*Text section*
Start

Production Team Report 2010-01-25

From GridPP Wiki
Jump to: navigation, search

RAL Tier1 Production Team Report for 25th January 2010.

Again, thanks to everyone for keeping the systems going despite the snowy weather.

AoD This Week

Mon-Tues: John Wed: Tiju Thu: Gareth Thu-Fri: John

Last Week (21-24 December)

  • Gareth: AoD (1 day), Scheduling intervention, metrics, planning awayday, contributing to GridPP4 bid.
  • John: AoD (3 days), testing updated fetch-crl script, helped Fabric with diskservers, found solution to chkrootkit issues, looked at nagios (added disk servers) and dashboard.
  • Tiju: A/L.

Changes to Operating procedures

  • None

Declared Outages in GOC DB

  • Big Intervention on 27/29th (Wed & Thursday).
    • Stop batch from 20:00 on 24th Jan (Sunday) to 28th 17:00.
    • FTS outage 27th (07:00 - 19:00)
    • LFC Outage 27th (08:00 - 19:00)
    • Castor outage 27th 08:00 - 28th 17:00.
    • Grid services nodes At Risk (kernel updates) Wednesday 27th.
    • LFCs At Risk (front end kernel updates) Thursday 28th. 12:00-12:00
  • 3D Migration Monday 1st February.

More details of proposed timetable for the changes within those time windows on internal Wiki at:

 https://wiki.e-science.cclrc.ac.uk/web1/bin/view/EScienceInternal/January2010Plans

The following are expected to be added to the GOC DB:

Tuesday 9th Feb: At Risk / outage for network intervention.

Not yet scheduled in:

  • At Risk for Castor Atlas & LHCb for replacing RAC node (replace cdbc08 with cdbe07).
  • CIP updates.

End

[Data listing]
Start

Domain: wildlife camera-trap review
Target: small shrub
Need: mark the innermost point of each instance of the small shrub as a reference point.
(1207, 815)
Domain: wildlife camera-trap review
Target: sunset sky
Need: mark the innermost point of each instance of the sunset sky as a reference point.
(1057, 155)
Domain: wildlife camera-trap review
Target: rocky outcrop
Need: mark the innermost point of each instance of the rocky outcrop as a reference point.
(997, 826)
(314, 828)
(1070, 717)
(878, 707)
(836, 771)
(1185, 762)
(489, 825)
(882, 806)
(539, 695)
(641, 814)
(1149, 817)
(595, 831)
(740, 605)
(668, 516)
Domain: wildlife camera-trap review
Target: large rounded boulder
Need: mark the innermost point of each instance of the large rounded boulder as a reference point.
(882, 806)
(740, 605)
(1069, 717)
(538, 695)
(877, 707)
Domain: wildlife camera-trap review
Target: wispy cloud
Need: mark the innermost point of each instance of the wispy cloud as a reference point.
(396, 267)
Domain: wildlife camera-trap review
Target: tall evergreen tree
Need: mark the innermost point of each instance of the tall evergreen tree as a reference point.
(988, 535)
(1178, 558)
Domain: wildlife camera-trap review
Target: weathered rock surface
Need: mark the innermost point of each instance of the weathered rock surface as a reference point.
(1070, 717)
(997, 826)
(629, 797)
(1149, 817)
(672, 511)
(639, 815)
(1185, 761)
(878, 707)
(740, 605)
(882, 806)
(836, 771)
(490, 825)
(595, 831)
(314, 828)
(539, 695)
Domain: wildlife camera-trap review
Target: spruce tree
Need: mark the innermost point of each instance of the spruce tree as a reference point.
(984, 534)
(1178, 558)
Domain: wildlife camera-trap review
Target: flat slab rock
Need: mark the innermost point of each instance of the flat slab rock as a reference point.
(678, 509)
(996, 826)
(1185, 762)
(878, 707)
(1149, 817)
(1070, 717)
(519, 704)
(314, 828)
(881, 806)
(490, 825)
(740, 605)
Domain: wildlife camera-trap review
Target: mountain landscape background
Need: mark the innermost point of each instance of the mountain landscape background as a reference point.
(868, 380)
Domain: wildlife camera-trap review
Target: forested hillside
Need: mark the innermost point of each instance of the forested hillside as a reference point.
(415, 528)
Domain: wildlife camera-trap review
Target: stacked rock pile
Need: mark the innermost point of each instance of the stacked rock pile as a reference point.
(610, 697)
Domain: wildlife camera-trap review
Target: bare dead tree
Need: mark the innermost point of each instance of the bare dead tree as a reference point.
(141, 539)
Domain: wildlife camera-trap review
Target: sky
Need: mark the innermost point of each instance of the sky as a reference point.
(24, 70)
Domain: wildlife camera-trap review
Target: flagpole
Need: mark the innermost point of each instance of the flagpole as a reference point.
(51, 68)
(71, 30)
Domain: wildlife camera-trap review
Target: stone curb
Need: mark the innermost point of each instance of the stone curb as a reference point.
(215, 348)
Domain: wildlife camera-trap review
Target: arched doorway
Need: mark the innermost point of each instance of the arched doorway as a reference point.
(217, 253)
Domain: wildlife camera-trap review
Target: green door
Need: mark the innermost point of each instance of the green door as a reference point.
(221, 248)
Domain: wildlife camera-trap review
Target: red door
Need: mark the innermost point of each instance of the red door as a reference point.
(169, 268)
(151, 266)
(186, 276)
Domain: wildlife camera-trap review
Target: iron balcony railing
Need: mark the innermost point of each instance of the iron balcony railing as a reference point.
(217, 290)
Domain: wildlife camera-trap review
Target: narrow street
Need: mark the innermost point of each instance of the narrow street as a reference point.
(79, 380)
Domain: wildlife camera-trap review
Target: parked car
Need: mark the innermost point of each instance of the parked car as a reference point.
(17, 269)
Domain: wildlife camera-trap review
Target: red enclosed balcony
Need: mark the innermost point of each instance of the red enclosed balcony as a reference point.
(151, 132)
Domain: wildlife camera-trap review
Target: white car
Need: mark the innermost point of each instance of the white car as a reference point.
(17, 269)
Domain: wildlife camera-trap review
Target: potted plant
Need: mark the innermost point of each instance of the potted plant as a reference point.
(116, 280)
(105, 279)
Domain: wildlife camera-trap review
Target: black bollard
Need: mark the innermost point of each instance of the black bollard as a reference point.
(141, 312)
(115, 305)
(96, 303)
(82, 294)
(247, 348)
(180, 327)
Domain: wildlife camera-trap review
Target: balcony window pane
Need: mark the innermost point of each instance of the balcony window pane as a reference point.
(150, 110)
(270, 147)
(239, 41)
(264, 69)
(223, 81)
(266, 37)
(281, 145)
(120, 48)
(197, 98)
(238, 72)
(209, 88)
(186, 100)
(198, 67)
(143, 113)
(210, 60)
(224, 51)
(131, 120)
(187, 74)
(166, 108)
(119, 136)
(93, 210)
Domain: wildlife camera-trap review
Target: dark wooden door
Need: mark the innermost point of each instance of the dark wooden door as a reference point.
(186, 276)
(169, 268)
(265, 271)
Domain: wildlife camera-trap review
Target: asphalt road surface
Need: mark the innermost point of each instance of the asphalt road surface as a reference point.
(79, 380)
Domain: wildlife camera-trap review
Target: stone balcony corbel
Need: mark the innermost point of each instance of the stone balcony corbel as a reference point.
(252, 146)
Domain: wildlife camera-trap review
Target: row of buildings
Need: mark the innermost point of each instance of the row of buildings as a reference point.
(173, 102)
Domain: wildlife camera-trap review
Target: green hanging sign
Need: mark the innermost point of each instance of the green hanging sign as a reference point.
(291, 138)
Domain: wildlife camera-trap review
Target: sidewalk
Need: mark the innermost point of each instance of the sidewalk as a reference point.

End

*Goal*
Print the whole production team report word for word. The records play no part here.

*Result of the exercise*
Production Team Report 2010-01-25

From GridPP Wiki
Jump to: navigation, search

RAL Tier1 Production Team Report for 25th January 2010.

Again, thanks to everyone for keeping the systems going despite the snowy weather.

AoD This Week

Mon-Tues: John Wed: Tiju Thu: Gareth Thu-Fri: John

Last Week (21-24 December)

  • Gareth: AoD (1 day), Scheduling intervention, metrics, planning awayday, contributing to GridPP4 bid.
  • John: AoD (3 days), testing updated fetch-crl script, helped Fabric with diskservers, found solution to chkrootkit issues, looked at nagios (added disk servers) and dashboard.
  • Tiju: A/L.

Changes to Operating procedures

  • None

Declared Outages in GOC DB

  • Big Intervention on 27/29th (Wed & Thursday).
    • Stop batch from 20:00 on 24th Jan (Sunday) to 28th 17:00.
    • FTS outage 27th (07:00 - 19:00)
    • LFC Outage 27th (08:00 - 19:00)
    • Castor outage 27th 08:00 - 28th 17:00.
    • Grid services nodes At Risk (kernel updates) Wednesday 27th.
    • LFCs At Risk (front end kernel updates) Thursday 28th. 12:00-12:00
  • 3D Migration Monday 1st February.

More details of proposed timetable for the changes within those time windows on internal Wiki at:

 https://wiki.e-science.cclrc.ac.uk/web1/bin/view/EScienceInternal/January2010Plans

The following are expected to be added to the GOC DB:

Tuesday 9th Feb: At Risk / outage for network intervention.

Not yet scheduled in:

  • At Risk for Castor Atlas & LHCb for replacing RAC node (replace cdbc08 with cdbe07).
  • CIP updates.